■ **Set task**: Reproduce each of the records below word for word, keeping every line in its original order.

╭─ Input material

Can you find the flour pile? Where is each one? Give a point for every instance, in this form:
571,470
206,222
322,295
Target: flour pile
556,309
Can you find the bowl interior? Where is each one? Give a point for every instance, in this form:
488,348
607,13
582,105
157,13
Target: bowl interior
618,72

╰─

■ **Answer for the task**:
Can you find the flour pile? Where is each one? Give a point for every instance, in this form:
571,470
206,222
322,295
Target: flour pile
556,309
Can you find the bowl interior? Where is each one? Give a point for every instance, in this form:
488,348
607,13
582,105
157,13
Target: bowl interior
618,72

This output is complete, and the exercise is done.